Please copy the entries word for word, starting at the line that contains "find the fire pit flame in the photo above" and continuing through the end of the entries.

Dataset records:
# # # # # # #

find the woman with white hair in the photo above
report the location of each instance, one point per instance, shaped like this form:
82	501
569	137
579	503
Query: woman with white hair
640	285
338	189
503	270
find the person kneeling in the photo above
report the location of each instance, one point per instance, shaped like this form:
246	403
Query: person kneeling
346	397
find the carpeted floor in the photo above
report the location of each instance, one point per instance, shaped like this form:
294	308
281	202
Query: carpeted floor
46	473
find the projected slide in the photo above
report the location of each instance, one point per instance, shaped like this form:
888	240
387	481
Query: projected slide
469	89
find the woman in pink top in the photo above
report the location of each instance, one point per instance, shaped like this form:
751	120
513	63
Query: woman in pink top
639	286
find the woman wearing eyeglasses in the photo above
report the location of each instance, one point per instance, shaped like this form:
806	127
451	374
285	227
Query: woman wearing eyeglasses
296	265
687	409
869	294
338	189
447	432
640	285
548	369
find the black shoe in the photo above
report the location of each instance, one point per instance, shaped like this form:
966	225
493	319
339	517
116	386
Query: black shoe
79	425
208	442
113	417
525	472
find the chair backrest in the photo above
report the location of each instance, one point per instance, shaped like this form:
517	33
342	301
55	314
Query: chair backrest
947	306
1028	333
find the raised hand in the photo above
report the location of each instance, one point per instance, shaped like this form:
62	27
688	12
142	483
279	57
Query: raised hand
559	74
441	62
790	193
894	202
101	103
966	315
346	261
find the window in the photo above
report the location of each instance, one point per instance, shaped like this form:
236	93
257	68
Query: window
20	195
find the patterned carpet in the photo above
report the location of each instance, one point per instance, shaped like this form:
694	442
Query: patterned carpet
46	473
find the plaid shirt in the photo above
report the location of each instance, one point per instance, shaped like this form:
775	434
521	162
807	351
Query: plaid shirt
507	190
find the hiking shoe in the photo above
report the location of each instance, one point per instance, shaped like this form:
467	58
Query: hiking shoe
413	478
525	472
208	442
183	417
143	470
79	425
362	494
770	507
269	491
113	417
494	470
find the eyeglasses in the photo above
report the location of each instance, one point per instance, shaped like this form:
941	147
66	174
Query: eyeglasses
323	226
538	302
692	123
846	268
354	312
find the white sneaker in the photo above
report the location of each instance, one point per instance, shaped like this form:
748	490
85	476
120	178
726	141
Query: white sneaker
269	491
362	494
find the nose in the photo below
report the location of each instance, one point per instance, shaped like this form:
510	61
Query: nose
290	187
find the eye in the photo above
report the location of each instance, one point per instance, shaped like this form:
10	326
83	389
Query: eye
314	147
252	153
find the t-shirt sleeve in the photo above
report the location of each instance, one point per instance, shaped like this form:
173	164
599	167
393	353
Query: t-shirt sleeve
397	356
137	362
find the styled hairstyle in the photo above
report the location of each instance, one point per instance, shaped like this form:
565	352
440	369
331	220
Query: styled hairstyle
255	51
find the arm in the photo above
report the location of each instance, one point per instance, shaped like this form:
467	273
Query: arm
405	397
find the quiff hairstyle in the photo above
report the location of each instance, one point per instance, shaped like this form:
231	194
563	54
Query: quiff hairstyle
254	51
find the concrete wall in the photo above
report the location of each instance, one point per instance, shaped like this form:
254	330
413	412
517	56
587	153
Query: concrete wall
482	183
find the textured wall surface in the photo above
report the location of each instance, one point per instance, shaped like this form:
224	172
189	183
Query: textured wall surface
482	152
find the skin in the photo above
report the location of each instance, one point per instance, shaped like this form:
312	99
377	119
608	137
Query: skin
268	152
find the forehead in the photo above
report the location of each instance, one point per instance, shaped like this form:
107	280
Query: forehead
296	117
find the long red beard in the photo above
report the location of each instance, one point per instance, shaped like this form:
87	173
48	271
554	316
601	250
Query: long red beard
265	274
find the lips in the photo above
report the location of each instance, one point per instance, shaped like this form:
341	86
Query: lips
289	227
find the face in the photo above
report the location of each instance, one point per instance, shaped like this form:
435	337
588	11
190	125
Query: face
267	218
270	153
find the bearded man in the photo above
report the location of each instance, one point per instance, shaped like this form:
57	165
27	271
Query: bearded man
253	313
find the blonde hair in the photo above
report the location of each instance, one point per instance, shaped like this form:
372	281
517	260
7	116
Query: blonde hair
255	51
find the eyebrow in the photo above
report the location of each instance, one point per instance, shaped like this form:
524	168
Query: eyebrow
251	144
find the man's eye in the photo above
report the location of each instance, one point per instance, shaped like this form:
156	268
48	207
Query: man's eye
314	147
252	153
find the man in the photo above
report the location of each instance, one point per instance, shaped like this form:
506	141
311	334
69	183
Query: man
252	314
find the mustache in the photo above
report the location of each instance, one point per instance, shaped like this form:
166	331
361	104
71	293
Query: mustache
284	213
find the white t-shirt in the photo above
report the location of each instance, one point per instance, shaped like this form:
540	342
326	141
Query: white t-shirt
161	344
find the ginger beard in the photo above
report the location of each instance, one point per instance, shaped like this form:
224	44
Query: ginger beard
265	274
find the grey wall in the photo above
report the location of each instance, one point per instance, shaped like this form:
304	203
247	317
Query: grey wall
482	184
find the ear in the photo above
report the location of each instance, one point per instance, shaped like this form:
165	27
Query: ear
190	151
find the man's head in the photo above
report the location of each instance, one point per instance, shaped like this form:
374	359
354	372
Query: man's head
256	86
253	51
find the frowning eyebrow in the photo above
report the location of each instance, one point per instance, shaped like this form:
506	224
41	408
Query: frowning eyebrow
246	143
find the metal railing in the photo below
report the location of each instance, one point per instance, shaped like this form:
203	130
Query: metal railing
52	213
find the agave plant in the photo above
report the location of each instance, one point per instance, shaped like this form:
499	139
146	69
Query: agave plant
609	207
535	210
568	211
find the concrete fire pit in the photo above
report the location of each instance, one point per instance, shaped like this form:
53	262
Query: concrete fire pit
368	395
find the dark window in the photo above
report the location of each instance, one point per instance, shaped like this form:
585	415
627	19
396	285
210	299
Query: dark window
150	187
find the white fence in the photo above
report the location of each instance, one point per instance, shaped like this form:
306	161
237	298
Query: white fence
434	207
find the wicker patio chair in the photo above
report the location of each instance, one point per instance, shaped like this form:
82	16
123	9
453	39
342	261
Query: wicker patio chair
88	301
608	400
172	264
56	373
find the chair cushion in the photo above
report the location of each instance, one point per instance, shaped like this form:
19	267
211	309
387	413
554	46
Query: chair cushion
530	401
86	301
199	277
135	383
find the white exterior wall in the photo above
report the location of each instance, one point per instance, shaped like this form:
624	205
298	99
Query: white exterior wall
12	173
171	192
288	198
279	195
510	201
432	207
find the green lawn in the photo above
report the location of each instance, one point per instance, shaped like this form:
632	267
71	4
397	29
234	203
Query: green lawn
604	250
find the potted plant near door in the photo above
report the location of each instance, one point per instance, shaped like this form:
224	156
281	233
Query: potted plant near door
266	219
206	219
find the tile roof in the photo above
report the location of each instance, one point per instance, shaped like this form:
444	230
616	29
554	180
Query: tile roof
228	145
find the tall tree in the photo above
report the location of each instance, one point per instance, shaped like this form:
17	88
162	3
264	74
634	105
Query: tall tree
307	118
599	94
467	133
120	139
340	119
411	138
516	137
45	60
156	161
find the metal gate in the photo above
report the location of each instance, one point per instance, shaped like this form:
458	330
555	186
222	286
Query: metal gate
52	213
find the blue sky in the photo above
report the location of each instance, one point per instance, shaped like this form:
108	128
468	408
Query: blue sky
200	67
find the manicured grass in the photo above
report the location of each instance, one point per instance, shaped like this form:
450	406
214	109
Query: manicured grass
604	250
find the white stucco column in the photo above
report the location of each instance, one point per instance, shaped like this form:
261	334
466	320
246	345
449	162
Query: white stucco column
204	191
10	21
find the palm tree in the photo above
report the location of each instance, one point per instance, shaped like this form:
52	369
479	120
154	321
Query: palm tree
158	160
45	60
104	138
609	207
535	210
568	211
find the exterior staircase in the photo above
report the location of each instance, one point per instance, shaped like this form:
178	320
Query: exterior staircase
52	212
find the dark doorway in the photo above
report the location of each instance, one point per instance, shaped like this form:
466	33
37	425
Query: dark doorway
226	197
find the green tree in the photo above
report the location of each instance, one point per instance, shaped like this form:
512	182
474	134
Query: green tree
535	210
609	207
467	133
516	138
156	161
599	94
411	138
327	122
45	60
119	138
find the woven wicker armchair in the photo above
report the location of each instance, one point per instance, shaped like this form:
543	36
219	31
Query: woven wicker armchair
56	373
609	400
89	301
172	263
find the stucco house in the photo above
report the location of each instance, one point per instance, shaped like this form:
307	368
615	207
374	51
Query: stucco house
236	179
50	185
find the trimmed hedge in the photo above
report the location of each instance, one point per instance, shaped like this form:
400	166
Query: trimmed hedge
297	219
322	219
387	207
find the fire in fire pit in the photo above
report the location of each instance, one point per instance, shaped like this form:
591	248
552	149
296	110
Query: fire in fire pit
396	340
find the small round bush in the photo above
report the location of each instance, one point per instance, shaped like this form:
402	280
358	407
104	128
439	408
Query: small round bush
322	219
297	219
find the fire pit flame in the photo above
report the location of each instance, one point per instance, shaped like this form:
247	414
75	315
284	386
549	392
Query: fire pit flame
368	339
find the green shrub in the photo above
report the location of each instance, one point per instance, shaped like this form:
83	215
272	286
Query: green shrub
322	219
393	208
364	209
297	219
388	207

# # # # # # #

--- WORKED SOLUTION ---
find the fire pit flame in the photo above
report the location of each instance, one point per instance, shaped like this form:
247	414
75	315
284	386
549	392
Query: fire pit flame
368	339
find the green shrub in the photo above
report the location of each instance, one point per instance, shaped like this form:
83	215
272	286
Query: green shrub
322	219
393	208
364	209
297	219
388	207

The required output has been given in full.